YOUR OBJECTIVE =
Display every line in the entries below that contains the string "life", reproducing each line in full.

SUPPLIED INFORMATION =

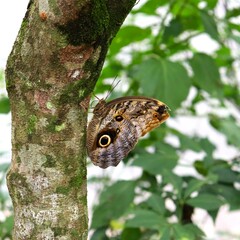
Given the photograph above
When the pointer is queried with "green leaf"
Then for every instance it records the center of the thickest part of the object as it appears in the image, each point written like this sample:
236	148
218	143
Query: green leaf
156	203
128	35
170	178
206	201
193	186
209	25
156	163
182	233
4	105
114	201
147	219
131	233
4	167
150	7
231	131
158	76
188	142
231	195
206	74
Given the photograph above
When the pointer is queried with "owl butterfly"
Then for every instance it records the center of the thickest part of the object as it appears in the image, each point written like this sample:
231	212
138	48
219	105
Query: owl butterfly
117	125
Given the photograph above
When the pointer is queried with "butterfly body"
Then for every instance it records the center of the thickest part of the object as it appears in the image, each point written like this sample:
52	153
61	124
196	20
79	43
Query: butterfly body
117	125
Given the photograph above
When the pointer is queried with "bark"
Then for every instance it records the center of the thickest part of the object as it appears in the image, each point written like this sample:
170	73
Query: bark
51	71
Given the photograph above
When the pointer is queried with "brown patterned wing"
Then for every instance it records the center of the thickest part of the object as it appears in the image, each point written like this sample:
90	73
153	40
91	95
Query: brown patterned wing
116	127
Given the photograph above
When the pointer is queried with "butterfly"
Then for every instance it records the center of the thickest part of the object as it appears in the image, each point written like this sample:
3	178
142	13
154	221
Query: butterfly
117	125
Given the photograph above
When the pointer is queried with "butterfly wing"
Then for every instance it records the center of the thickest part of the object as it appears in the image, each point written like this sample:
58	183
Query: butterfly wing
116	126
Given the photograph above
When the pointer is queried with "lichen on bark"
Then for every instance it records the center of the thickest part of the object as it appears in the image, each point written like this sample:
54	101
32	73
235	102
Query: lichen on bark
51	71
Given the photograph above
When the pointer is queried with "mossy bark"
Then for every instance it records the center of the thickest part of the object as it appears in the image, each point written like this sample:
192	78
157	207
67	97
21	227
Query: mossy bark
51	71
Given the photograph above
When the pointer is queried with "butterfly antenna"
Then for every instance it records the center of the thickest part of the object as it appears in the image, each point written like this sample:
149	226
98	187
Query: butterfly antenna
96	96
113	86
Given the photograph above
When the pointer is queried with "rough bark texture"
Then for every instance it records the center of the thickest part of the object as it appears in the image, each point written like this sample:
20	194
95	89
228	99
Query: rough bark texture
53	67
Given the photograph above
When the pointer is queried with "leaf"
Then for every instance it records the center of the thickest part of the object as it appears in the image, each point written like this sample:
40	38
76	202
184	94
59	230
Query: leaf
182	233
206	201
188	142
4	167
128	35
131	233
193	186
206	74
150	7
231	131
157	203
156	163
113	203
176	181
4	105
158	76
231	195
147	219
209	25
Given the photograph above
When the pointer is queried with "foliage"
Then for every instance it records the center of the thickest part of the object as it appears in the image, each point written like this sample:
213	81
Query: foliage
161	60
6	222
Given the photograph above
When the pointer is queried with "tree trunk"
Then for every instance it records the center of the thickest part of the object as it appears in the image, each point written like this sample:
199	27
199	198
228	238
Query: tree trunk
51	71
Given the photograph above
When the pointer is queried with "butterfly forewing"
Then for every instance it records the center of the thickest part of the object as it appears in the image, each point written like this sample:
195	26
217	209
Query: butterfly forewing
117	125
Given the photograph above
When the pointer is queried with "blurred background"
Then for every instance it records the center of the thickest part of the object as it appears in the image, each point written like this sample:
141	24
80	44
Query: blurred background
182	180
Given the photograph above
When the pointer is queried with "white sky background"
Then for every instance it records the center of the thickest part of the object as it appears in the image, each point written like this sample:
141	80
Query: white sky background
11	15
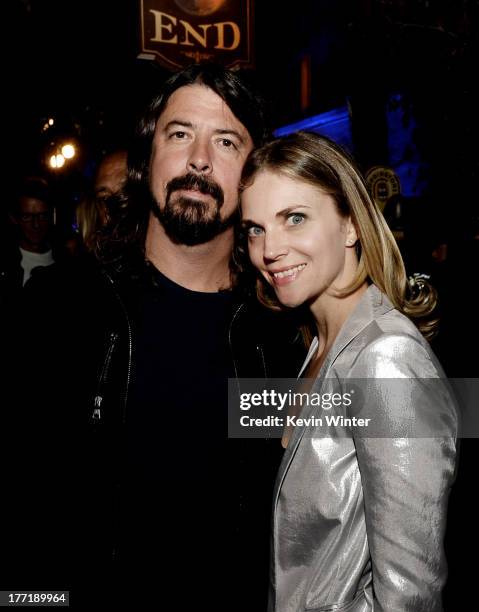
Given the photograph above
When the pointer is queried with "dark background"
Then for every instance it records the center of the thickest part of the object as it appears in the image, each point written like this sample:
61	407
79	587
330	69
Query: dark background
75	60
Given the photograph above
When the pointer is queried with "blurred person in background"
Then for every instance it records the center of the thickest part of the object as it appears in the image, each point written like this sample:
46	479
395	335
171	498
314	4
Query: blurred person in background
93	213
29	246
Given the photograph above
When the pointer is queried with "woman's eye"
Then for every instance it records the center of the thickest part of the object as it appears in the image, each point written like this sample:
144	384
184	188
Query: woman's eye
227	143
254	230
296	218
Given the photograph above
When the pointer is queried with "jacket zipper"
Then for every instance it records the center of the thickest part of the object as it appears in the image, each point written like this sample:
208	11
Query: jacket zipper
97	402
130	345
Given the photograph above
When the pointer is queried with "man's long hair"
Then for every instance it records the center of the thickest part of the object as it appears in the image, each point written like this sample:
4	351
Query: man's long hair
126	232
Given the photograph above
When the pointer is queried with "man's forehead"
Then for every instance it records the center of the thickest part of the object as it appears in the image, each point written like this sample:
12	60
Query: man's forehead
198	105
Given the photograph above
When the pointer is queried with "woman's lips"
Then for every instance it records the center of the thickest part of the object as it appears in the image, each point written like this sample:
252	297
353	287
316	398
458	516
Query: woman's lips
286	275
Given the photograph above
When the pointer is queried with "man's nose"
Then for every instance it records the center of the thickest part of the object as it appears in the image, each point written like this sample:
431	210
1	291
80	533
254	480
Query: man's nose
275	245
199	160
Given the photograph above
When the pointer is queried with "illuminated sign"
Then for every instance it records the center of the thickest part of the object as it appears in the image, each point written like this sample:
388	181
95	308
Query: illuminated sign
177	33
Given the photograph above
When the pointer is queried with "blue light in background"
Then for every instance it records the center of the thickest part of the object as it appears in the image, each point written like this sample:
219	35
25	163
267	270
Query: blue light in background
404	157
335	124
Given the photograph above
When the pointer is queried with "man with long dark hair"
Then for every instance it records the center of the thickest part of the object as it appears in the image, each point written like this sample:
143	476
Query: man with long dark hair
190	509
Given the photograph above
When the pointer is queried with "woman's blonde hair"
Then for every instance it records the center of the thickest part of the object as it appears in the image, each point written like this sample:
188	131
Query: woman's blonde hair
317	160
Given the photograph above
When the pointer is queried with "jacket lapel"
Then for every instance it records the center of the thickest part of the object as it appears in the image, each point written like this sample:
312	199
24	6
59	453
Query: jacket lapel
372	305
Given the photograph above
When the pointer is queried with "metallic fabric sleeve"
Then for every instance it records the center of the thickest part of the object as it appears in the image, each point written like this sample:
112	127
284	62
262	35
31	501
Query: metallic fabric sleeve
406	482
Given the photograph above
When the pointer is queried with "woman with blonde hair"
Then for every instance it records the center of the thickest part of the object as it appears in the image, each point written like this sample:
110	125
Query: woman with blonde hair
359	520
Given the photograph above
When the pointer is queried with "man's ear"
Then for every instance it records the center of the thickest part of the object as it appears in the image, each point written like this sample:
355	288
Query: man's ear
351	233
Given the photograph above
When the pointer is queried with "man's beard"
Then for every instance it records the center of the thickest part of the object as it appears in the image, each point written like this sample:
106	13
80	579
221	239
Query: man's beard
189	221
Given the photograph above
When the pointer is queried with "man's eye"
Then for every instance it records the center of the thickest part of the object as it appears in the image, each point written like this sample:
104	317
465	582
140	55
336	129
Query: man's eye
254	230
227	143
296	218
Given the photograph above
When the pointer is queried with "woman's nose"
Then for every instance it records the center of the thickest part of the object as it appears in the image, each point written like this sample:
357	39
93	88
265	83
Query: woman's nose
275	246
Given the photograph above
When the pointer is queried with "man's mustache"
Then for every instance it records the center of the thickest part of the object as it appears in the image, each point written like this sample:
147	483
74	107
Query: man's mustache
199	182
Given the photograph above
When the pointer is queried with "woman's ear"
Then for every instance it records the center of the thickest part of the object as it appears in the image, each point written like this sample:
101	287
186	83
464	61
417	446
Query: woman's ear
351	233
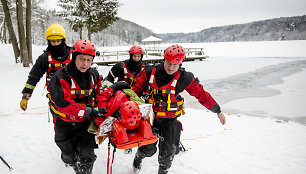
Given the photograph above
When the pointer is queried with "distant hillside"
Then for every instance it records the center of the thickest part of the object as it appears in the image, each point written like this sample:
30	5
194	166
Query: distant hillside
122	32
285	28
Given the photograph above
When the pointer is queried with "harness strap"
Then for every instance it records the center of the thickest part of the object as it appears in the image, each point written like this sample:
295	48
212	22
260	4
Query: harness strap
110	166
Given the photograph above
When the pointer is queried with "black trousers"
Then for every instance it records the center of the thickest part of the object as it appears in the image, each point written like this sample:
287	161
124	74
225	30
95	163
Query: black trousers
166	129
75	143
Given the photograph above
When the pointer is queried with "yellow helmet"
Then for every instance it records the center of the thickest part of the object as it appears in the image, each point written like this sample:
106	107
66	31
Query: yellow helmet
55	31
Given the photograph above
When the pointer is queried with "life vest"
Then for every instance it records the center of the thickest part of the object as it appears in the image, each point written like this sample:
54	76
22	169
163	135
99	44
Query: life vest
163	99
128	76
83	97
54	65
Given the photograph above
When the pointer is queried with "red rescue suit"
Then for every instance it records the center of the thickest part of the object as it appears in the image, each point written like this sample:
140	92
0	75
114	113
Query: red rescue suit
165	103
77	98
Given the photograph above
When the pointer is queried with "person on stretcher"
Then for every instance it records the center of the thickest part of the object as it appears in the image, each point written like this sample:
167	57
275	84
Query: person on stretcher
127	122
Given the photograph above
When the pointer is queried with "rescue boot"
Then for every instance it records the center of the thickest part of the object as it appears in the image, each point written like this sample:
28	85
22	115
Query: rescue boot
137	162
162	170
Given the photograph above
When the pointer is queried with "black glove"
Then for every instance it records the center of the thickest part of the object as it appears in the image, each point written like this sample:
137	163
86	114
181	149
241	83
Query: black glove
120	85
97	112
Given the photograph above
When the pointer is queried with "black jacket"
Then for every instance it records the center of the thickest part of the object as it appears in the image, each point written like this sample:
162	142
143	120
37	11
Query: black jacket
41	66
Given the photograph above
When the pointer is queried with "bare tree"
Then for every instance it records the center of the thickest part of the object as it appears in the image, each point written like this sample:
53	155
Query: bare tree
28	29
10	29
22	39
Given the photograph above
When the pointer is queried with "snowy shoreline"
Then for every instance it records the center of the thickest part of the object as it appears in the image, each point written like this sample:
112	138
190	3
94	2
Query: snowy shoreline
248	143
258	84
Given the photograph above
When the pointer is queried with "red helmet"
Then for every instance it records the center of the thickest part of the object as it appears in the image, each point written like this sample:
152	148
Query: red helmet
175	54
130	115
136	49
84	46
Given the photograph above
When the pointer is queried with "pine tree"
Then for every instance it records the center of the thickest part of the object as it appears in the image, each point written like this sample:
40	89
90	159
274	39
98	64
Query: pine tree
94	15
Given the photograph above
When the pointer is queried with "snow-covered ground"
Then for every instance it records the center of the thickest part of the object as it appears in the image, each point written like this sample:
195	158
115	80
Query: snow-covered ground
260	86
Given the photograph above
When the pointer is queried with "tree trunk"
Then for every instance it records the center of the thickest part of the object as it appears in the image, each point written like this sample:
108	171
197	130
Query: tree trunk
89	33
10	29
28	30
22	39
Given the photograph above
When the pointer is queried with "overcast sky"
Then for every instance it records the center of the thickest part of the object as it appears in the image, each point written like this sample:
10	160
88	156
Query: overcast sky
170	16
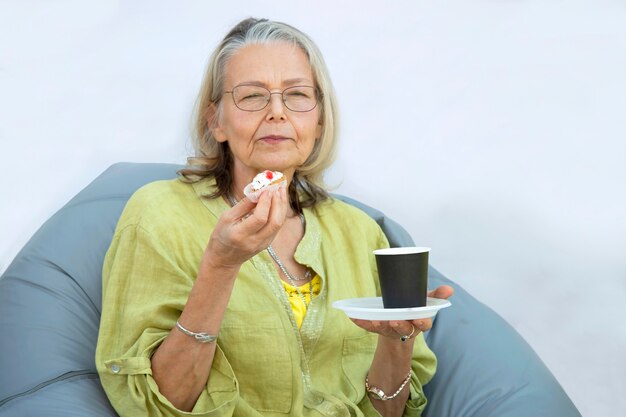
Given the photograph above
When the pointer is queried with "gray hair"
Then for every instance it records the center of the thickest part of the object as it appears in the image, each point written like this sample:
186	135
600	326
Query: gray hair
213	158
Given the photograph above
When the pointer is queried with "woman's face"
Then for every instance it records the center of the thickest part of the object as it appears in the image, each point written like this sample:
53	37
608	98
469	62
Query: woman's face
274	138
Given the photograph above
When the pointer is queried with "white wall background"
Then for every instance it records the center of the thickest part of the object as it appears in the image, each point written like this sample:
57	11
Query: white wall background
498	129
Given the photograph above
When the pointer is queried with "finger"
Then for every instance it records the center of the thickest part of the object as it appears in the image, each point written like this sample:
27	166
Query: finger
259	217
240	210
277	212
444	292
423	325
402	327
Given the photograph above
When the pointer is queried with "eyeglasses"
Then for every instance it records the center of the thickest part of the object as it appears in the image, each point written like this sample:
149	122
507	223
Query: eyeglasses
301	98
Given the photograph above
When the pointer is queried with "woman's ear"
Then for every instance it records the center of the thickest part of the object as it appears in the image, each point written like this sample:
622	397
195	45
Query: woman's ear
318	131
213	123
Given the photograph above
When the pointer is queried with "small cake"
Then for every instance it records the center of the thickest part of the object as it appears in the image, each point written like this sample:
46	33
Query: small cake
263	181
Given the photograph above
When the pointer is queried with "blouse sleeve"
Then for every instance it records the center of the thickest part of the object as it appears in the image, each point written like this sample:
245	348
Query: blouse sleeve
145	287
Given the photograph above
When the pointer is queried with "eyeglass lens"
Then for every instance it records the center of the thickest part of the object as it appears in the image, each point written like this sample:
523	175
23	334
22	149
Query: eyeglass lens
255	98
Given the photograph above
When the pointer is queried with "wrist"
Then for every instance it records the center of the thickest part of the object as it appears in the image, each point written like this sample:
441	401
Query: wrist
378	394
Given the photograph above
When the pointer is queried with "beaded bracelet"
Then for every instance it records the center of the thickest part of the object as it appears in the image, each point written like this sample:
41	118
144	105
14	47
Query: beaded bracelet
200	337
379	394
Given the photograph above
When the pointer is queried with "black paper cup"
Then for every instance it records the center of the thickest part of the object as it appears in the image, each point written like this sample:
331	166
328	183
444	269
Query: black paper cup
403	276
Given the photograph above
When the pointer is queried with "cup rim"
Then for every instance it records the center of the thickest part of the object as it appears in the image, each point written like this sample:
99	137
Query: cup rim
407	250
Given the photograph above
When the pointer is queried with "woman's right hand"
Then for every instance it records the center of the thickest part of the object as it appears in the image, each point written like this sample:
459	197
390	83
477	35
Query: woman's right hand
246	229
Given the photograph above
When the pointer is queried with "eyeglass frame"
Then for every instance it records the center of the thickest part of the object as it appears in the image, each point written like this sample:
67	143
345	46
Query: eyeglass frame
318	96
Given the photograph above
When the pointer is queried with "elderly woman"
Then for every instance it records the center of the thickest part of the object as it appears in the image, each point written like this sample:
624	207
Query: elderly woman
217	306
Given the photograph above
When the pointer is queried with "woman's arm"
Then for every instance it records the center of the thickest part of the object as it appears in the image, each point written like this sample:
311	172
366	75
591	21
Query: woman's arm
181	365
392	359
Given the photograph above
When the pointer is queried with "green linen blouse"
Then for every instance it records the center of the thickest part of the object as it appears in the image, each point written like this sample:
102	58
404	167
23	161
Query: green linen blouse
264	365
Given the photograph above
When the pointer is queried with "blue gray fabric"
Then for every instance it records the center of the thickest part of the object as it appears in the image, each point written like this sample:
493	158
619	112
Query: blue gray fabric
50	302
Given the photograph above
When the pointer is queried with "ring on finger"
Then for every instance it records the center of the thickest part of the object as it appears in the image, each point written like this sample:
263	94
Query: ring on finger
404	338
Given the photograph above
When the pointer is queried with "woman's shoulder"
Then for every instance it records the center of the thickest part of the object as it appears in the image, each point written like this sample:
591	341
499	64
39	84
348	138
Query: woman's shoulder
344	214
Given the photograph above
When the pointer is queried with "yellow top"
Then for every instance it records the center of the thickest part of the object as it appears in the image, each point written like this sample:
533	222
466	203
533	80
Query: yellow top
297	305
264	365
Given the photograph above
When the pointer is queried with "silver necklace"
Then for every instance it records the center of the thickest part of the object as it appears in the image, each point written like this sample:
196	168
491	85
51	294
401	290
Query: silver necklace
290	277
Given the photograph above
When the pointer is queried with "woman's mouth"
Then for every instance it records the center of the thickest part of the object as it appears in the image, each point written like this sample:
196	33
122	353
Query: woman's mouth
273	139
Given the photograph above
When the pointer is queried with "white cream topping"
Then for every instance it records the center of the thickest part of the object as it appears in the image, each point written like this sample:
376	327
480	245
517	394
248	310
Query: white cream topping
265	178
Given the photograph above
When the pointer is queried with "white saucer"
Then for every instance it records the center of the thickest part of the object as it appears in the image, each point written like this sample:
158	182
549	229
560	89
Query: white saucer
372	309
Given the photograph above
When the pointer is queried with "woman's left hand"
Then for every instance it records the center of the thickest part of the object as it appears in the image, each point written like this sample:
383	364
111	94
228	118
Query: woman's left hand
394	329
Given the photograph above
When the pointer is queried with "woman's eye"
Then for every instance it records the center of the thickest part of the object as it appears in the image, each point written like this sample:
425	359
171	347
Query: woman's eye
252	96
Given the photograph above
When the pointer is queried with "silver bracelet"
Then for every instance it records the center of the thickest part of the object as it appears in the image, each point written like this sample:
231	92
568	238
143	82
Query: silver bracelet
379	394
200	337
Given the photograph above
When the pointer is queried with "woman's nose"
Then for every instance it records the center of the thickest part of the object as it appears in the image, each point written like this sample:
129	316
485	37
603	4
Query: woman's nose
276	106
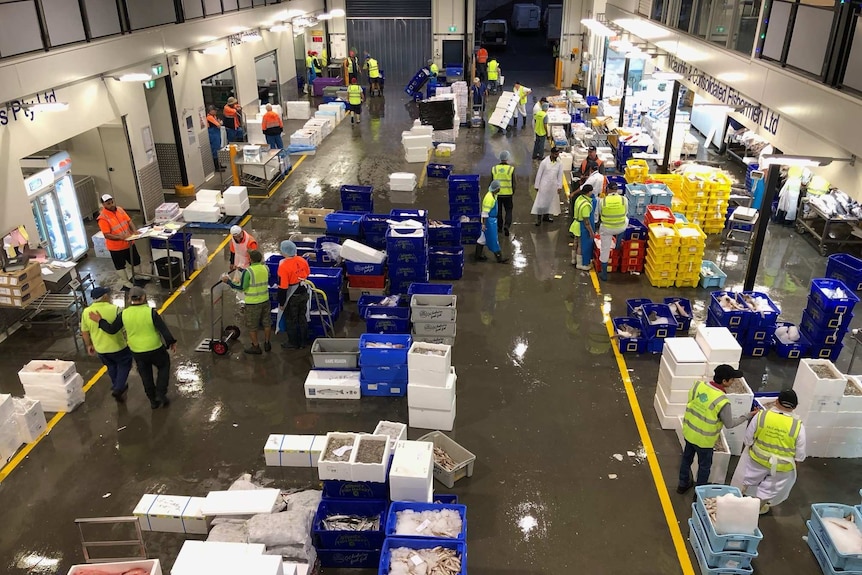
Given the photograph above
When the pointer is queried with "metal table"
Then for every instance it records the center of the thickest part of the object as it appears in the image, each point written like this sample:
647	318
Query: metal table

ANSWER FOR THIS EXERCISE =
When the pointer is queried with "life vest"
Query: life vest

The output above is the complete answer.